_Contour annotation records_

>>

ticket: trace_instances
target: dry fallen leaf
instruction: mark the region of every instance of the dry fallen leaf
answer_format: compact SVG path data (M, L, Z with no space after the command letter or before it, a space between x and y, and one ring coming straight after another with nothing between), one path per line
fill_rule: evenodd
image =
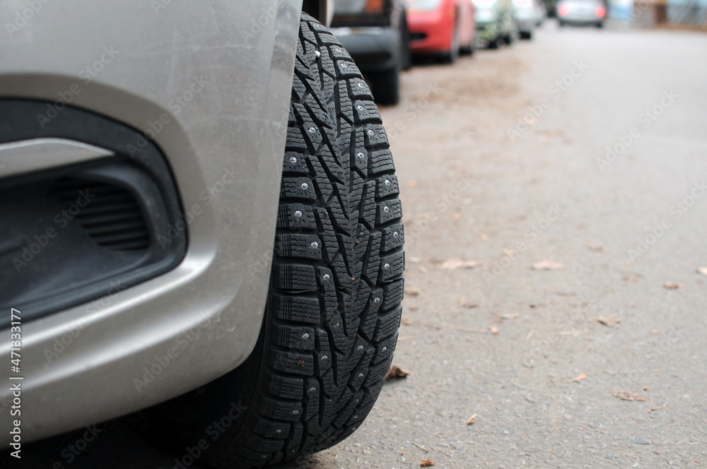
M621 273L621 278L624 279L624 281L625 282L638 282L643 278L643 276L638 272L626 271Z
M506 249L503 249L503 254L506 254L506 256L508 256L508 257L511 257L511 258L515 257L515 251L511 251L510 249L509 249L508 248L506 248Z
M480 265L481 265L481 261L465 261L457 257L451 257L443 262L442 265L440 266L440 268L447 271L455 271L457 269L474 268Z
M608 326L609 327L621 323L621 321L614 317L613 316L604 316L603 317L597 318L597 322L598 322L600 324L604 324L604 326Z
M595 252L601 252L604 251L604 247L601 244L597 244L592 239L590 239L586 244L587 249L590 251L594 251Z
M532 269L534 271L557 271L564 268L565 266L559 262L548 261L547 259L536 262L532 265Z
M397 378L404 378L409 374L410 374L409 372L406 372L400 367L394 364L393 366L390 367L390 370L388 371L388 374L387 376L385 376L385 379L395 379Z
M621 400L648 400L641 394L630 391L612 391L612 396Z

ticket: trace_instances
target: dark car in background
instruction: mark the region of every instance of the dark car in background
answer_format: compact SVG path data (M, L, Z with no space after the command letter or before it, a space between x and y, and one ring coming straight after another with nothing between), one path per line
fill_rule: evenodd
M363 73L376 102L400 99L401 70L410 67L402 0L336 0L332 32Z

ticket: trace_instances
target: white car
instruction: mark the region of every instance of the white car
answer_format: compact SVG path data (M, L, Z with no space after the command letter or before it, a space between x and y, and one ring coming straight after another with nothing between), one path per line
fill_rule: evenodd
M380 116L327 8L0 2L11 461L146 410L199 465L260 467L366 418L404 237Z
M542 24L547 14L540 0L513 0L512 11L520 39L532 39L533 30Z
M560 0L557 2L557 18L560 26L593 25L603 28L607 6L602 0Z

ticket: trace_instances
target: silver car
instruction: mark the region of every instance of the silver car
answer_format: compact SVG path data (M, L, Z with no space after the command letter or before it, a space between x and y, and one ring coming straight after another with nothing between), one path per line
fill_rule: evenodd
M593 25L603 28L607 16L603 0L560 0L557 2L557 18L560 26Z
M373 97L312 18L329 8L0 3L11 458L148 409L185 458L260 466L368 415L404 236Z

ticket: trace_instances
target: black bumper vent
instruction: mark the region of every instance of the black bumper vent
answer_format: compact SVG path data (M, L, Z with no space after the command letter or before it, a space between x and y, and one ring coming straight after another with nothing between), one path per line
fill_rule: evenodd
M69 210L78 198L86 206L76 219L98 244L115 251L140 251L150 246L150 233L135 198L117 186L79 179L62 179L54 194Z

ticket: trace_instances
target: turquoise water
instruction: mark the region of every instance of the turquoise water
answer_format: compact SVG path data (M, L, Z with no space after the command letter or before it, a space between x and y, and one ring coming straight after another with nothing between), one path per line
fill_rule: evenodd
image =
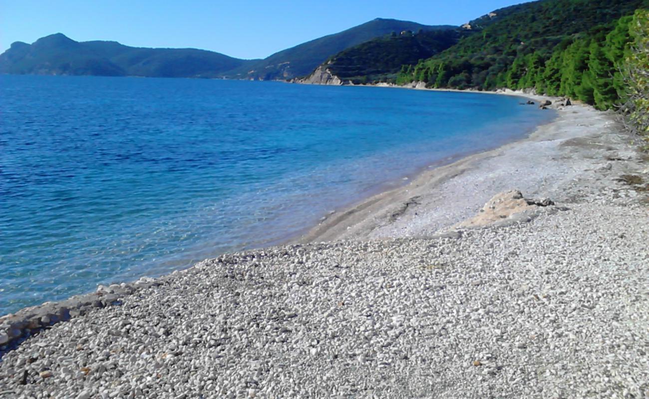
M0 314L281 242L554 114L482 94L0 76Z

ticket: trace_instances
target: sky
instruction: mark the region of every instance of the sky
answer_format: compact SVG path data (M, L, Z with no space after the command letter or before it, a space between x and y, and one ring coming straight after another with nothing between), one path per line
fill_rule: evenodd
M376 18L461 25L524 0L0 0L0 52L53 33L263 58Z

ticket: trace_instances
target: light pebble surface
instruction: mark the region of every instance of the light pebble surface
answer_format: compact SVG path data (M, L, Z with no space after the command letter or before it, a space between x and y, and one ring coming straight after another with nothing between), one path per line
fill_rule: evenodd
M559 114L396 217L338 221L357 236L102 287L121 304L5 347L0 397L649 397L649 208L618 180L647 164L611 115ZM439 184L465 190L434 205ZM506 189L556 205L448 230Z

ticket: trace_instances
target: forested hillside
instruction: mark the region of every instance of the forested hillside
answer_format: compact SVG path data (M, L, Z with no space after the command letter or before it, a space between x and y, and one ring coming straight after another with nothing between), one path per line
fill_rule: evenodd
M496 20L487 16L472 21L467 29L473 33L441 54L404 65L397 83L534 88L599 109L626 104L636 112L644 106L646 113L646 103L633 105L637 99L629 99L637 84L636 97L644 91L646 101L649 1L543 0L514 7L495 11L494 19L506 14ZM476 23L480 21L487 23ZM635 77L630 77L631 69Z
M0 54L0 73L217 77L255 60L197 49L132 47L117 42L76 42L61 33Z
M461 29L393 32L341 51L324 64L344 80L385 80L394 79L401 66L417 64L456 44L464 34Z
M247 65L230 71L227 74L227 77L262 80L290 79L310 73L325 60L346 49L388 34L391 32L406 30L444 30L456 27L452 25L430 26L410 21L376 18L342 32L282 50L252 66Z

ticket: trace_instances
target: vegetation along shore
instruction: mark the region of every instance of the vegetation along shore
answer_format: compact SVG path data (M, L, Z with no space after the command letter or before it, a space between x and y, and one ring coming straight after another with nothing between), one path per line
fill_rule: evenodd
M0 397L649 397L648 6L536 1L269 68L557 117L291 244L0 317Z

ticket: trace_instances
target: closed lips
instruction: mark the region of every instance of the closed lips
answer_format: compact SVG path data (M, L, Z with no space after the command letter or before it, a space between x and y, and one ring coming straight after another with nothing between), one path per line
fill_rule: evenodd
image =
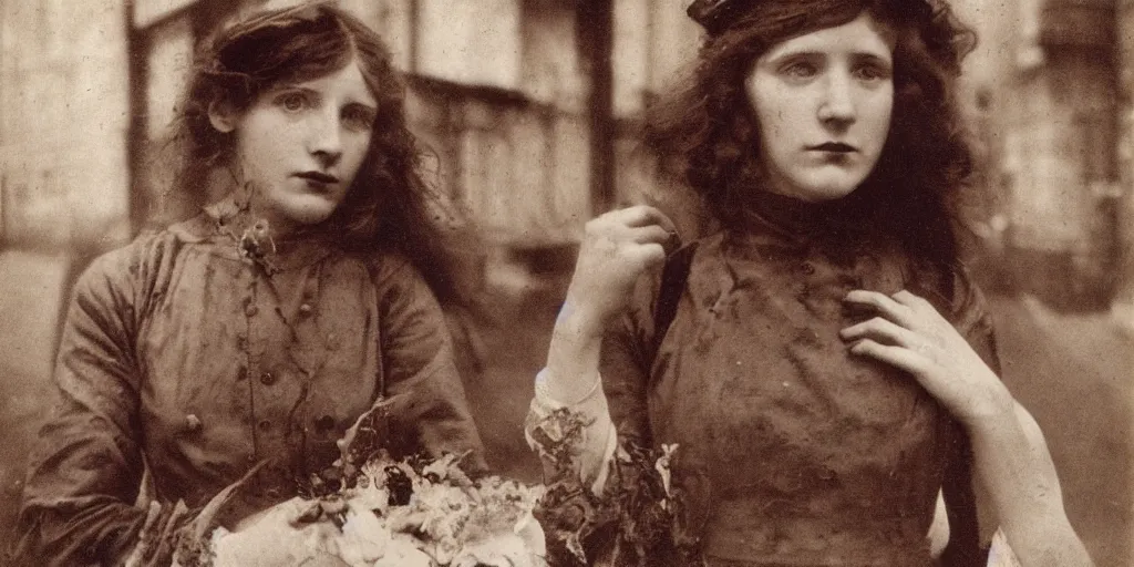
M821 152L855 152L855 147L849 144L843 144L839 142L827 142L826 144L819 144L812 146L812 150L819 150Z
M296 177L303 179L310 179L312 181L319 183L338 183L339 178L332 175L322 174L319 171L304 171L303 174L296 174Z

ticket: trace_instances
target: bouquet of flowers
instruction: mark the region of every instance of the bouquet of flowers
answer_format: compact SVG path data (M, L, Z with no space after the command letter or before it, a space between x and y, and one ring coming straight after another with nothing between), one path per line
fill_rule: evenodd
M383 412L376 405L347 431L331 479L313 476L301 496L244 518L231 530L217 526L215 518L255 468L222 491L176 530L174 566L547 565L543 531L532 515L542 486L499 476L474 481L458 466L463 455L391 458L382 448ZM168 544L170 538L153 540ZM139 549L145 548L143 534Z
M543 532L532 517L542 490L496 476L472 482L458 460L380 454L352 488L294 498L231 532L215 528L198 557L212 567L545 565Z

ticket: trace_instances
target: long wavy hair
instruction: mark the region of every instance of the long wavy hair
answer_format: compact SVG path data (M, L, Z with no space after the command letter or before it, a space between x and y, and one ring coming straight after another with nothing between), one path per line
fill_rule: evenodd
M408 129L406 82L389 49L333 5L260 12L201 45L169 138L179 154L171 191L206 192L218 172L232 167L235 136L211 125L210 108L222 104L239 113L276 85L316 79L352 61L378 102L373 134L346 197L311 230L331 234L352 252L400 253L439 298L450 299L457 293L450 277L452 247L467 242L469 227L422 175L426 153Z
M758 58L777 43L871 14L897 36L894 112L882 155L844 201L911 253L943 265L958 256L958 192L973 156L955 104L963 58L975 44L943 0L736 0L738 12L705 35L683 88L652 107L646 146L670 158L726 230L743 230L763 191L760 129L745 92ZM672 159L676 158L676 159ZM868 221L864 219L864 222Z

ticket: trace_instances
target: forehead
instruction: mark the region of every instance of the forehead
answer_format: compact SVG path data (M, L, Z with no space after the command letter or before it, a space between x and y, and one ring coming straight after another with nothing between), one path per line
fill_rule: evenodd
M296 81L281 86L296 86L316 91L325 95L336 95L350 102L362 102L376 105L376 99L366 83L356 60L350 60L345 67L321 77L307 81Z
M792 53L862 53L889 59L896 44L894 31L869 12L846 24L824 27L785 40L761 59L776 59Z

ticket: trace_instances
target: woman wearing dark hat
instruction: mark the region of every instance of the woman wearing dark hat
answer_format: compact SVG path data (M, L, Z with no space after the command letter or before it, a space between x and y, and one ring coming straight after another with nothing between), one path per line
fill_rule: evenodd
M549 482L609 494L629 456L660 451L662 501L624 514L616 543L648 565L984 565L975 471L1025 565L1089 565L958 257L972 168L953 94L972 33L943 0L689 15L699 66L646 139L714 228L674 252L652 208L587 225L528 422ZM642 543L650 514L672 517L668 547Z

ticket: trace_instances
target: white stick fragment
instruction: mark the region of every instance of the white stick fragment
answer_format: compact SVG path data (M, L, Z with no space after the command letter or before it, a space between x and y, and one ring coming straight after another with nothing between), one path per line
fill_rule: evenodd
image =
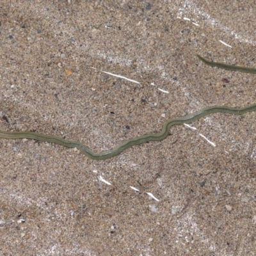
M201 134L200 133L199 135L200 135L200 136L203 137L204 139L205 139L205 140L207 140L207 141L209 142L210 144L211 144L213 147L216 147L216 145L215 145L213 142L209 141L209 140L205 136L204 136L203 134Z
M225 42L221 41L221 40L219 40L221 43L222 43L223 45L226 45L226 46L228 46L228 47L232 48L232 47L227 44L226 44Z
M110 182L109 182L108 181L104 180L101 176L100 176L100 180L101 180L102 182L106 183L108 185L111 185L111 184Z
M132 187L131 186L130 186L130 188L131 188L132 189L135 190L136 191L140 191L139 189L136 189L136 188L134 188L134 187Z
M193 130L196 130L196 127L193 127L193 126L189 125L189 124L183 124L184 125L188 126L189 128L193 129Z
M169 93L169 92L168 92L168 91L164 91L164 90L163 90L163 89L158 88L158 90L159 90L159 91L161 91L161 92L164 92L165 93Z
M148 193L148 192L146 192L146 193L147 193L147 194L148 194L150 196L151 196L152 198L154 198L156 201L159 202L159 200L157 198L156 198L155 196L154 196L154 195L153 195L153 194L152 194L152 193Z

<<

_Task instructions_
Identify every line in the items above that contains the string "along", treating uppercase and lowercase as distinct, and copy each such line in full.

_Worked answer_
target: vegetation along shore
instruction: mark the region of every instance of the vegetation along shore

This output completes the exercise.